_Problem to work on_
An exact copy of every record is needed, with the pictures left out.

◇ ◇ ◇ ◇

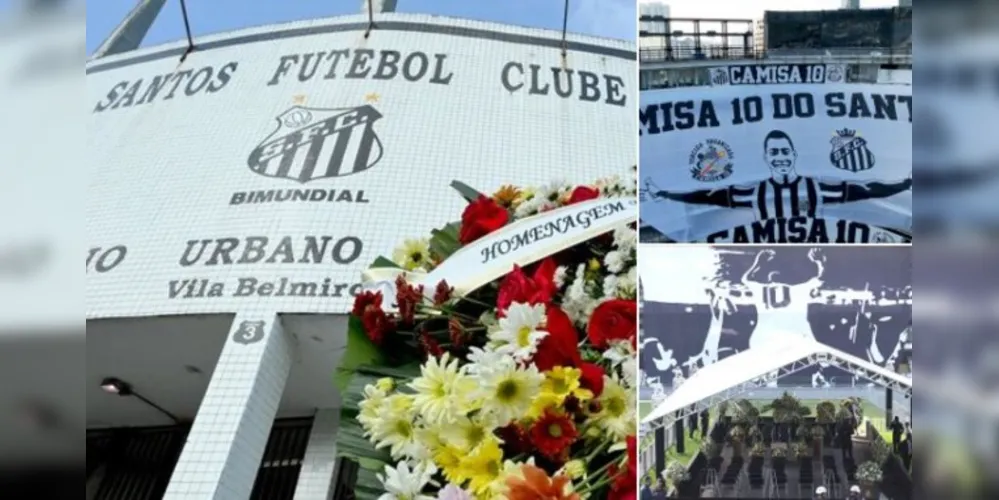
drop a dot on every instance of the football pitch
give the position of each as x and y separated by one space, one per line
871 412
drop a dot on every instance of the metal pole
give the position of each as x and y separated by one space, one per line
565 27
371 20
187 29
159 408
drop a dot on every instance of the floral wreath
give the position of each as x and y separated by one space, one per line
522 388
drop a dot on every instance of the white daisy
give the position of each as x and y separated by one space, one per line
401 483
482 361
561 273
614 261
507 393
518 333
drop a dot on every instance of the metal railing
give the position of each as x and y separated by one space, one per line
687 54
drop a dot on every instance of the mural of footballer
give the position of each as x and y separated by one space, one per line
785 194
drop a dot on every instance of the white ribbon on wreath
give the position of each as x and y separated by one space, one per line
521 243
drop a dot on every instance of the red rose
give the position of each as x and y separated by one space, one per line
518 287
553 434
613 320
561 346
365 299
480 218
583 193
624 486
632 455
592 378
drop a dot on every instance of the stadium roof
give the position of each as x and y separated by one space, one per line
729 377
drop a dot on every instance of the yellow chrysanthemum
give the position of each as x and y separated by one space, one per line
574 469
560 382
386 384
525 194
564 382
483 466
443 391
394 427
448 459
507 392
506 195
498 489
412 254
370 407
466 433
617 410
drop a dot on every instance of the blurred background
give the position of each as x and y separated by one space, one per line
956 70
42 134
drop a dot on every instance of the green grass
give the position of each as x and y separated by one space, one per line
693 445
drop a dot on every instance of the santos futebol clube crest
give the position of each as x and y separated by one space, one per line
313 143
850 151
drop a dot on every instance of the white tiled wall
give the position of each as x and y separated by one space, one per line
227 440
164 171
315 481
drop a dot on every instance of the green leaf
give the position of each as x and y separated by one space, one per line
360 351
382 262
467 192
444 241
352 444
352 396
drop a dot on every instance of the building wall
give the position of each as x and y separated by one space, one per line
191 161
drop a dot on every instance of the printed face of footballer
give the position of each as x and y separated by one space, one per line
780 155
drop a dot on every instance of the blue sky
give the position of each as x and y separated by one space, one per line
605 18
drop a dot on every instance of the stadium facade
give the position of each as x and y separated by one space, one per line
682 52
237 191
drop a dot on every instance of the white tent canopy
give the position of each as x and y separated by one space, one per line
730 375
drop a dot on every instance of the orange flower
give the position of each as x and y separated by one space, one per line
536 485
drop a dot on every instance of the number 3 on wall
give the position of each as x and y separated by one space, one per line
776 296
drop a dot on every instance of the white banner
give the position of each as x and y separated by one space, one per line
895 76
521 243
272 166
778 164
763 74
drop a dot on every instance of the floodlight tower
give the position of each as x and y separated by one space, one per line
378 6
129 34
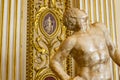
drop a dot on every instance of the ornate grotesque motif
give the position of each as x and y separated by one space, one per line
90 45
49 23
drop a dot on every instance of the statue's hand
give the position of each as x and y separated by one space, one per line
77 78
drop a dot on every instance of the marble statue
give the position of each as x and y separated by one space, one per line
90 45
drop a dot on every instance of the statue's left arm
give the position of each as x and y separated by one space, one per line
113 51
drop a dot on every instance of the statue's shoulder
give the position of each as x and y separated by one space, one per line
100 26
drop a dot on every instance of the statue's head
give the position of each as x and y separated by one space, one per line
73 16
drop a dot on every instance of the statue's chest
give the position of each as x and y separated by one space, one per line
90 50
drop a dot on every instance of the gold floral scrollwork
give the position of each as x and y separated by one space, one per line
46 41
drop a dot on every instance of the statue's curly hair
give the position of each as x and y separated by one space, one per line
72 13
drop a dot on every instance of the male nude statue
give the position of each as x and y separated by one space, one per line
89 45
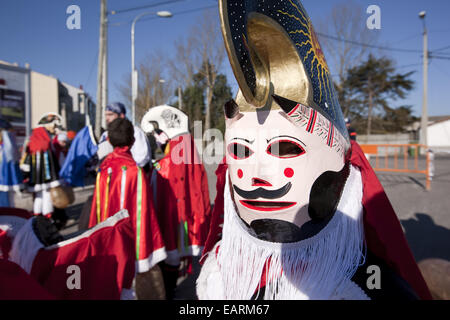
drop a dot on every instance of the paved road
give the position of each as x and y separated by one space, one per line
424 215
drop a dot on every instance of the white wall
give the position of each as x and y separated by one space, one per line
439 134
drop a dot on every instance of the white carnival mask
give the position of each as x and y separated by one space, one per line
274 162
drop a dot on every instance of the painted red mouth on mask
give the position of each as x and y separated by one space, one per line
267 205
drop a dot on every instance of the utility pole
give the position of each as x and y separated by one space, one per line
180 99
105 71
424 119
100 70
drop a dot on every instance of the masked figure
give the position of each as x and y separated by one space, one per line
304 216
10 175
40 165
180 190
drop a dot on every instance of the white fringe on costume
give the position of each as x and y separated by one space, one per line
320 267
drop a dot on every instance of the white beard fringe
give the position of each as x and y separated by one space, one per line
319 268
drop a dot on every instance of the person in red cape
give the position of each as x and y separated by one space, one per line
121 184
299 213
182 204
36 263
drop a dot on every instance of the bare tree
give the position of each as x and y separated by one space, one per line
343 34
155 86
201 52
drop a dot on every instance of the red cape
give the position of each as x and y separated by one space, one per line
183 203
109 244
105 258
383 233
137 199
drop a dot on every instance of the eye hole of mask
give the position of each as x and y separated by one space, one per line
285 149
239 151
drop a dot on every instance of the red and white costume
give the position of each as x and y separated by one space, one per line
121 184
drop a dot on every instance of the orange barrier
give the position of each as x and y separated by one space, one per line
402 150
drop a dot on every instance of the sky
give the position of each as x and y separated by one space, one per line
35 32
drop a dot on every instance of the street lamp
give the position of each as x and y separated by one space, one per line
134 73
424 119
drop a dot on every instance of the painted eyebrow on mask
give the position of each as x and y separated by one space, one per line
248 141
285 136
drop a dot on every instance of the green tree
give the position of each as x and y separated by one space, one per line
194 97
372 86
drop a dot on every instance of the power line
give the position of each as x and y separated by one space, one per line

◇ ◇ ◇ ◇

_Solution to this exercise_
drop a dot on every instance of the football pitch
give the position of each as x and y separated by one space, one per line
871 412
drop a dot on every instance of the metal pole
give the position of each as x and y separated by one space, one per line
565 27
371 20
187 29
159 408
drop a dot on every instance of the floral wreath
give the position of each as x and y separated by one space, one per line
522 388
drop a dot on every instance of the white daisy
give the position of each as x and y separated by one space, one per line
401 483
482 361
561 273
614 261
507 393
518 333
drop a dot on every instance of the metal railing
give the position of each as x and y separated by one space, one per line
687 54
drop a dot on every instance of the mural of footballer
give the position of each as x and y separated by one space, one per line
785 194
drop a dot on every instance of the white ribbon on wreath
give the position of each as x and y separated by one space, one per line
521 243
drop a dot on every instance of the red rose
give the position of each as x and y separated by one space, one per line
518 287
553 434
613 320
561 346
365 299
480 218
583 193
624 486
632 455
592 378
drop a dot on every instance of the stadium roof
give the position of each as x and y separated by one space, one per line
729 377
drop a dot on every instance of the yellow chrysanthemum
give the position of each as x and y separated by one space, one per line
574 469
560 382
386 384
525 194
564 382
483 466
443 391
394 427
448 459
507 392
506 195
498 489
412 254
370 407
466 433
617 410
drop a dot on every instance of the blurred background
give the position of each as x and y separated by one space, one per line
956 70
42 134
drop a dot on every instance of the green grass
give the position of each as x and y separated by one space, one per line
693 445
drop a dot on every instance of the santos futebol clube crest
give the position of each as x and y separated by one space, one per line
313 143
850 151
drop a dot on every instance of the white tiled wall
give the position of each as x and y separated by one space, one per line
227 440
164 171
315 481
drop a dot on every instance of the green leaf
give the position of each as x and y separated by one space, one per line
360 351
382 262
467 192
444 241
352 444
352 396
drop a dot on every instance of the building wall
give the position of each as x and y separated by one space, one per line
191 161
drop a dot on every instance of the printed face of footballer
give the position of each as x and y separated by one space, one per line
780 155
drop a dot on every instance of the blue sky
give the position of each as x and y separated by one space, one per line
605 18
drop a dot on every instance of the stadium facade
give the position of each as x and y separated by one space, one per line
682 52
237 191
drop a dot on every instance of the white tent canopy
give the position of each as x and y separated by one space, one per line
730 375
drop a dot on every instance of the orange flower
give the position of each as x and y separated by one space, one per line
536 485
drop a dot on every instance of the number 3 on wall
give the position of each as x and y separated by one space, one per line
776 296
drop a dot on every instance of the white banner
give the position of each as x and y separated by one space, one per line
895 76
521 243
272 166
778 164
763 74
drop a dot on every instance of the floodlight tower
give the position of each as x and y separated by one space, one per line
378 6
129 34
drop a dot on every instance of the ornate grotesque motif
give the position of each as x and y separated by one space, one per line
90 45
49 23
drop a dot on every instance of the statue's hand
give the position of each as x and y separated by one space, one per line
77 78
drop a dot on every instance of the marble statue
give the position of each as x and y separated by one space, one per line
90 45
drop a dot on every instance of the statue's left arm
give the position of each as x and y separated by one space, one per line
113 51
drop a dot on every instance of the statue's shoulder
give the position of each as x and y separated by one space, one per line
100 26
drop a dot on every instance of the statue's head
give the position of each as x and y separated by one space, one per line
73 16
drop a dot on every instance of the statue's chest
give the position of each as x and y separated by one space, one per line
90 50
drop a dot on every instance of the gold floral scrollwork
give the position of each as x and y separated by one space, one per line
46 41
drop a dot on every instance of the statue's curly hair
give the position of each as x and y separated by one space, one per line
72 13
drop a dot on every instance of the male nude statue
give the position of each as x and y separated by one space, one per line
89 45
drop a dot on every instance of the paved road
give the position of each as x and y separated by one space, one per line
424 215
drop a dot on every instance of the white wall
give the position of each as x and y separated by one space, one per line
439 134
drop a dot on every instance of the white carnival mask
give the position of each as x and y separated by one space, one per line
274 162
drop a dot on every instance of the painted red mouth on mask
give the position of each as x and y separated by one space, one per line
267 205
drop a dot on every instance of the utility pole
give the position of each as x and y separated by one space, one per line
180 99
105 71
424 119
100 70
drop a dot on every instance of the masked figure
give the position of each as x and y separated by one space, one per line
304 216
10 175
40 165
180 190
drop a dot on every instance of the white fringe on costume
give the position of each as x and y separated by one space, one per line
320 267
drop a dot on every instance of the white beard fringe
give the position of each as x and y separated by one space, one per line
319 268
drop a dot on every instance of the person in red cape
give the position of each as x and y separated by one space, one per line
121 184
299 213
182 204
36 263
drop a dot on every instance of the bare tree
give the position of each as x and y separated by one space, one per line
343 34
155 86
201 52
drop a dot on every instance of the red cape
give the position of each as x and y separated by one space, one per line
183 203
109 244
105 258
383 233
137 199
drop a dot on every instance of the eye hole of mask
give the position of each as x and y separated by one space, one per line
285 149
239 151
drop a dot on every instance of the red and white costume
give the position of each as x and y separated by one space, one per line
121 184
drop a dot on every instance of the orange barrier
give the position of each as x and y separated by one space, one per line
402 150
drop a dot on every instance of the sky
give the position of each as x and y separated by one space, one per line
35 32
drop a dot on every instance of the street lamp
give the position of each as x and y separated by one space, one per line
134 73
424 119
drop a dot on every instance of the painted eyebrow on mask
give the position of each as x and y separated by one space, one per line
248 141
285 136
drop a dot on every instance of the green tree
give the position of each as x and y separated by one space, one per line
194 97
372 86
drop a dot on every instance of the power line
give the position of each as x and y separated by one space, one per line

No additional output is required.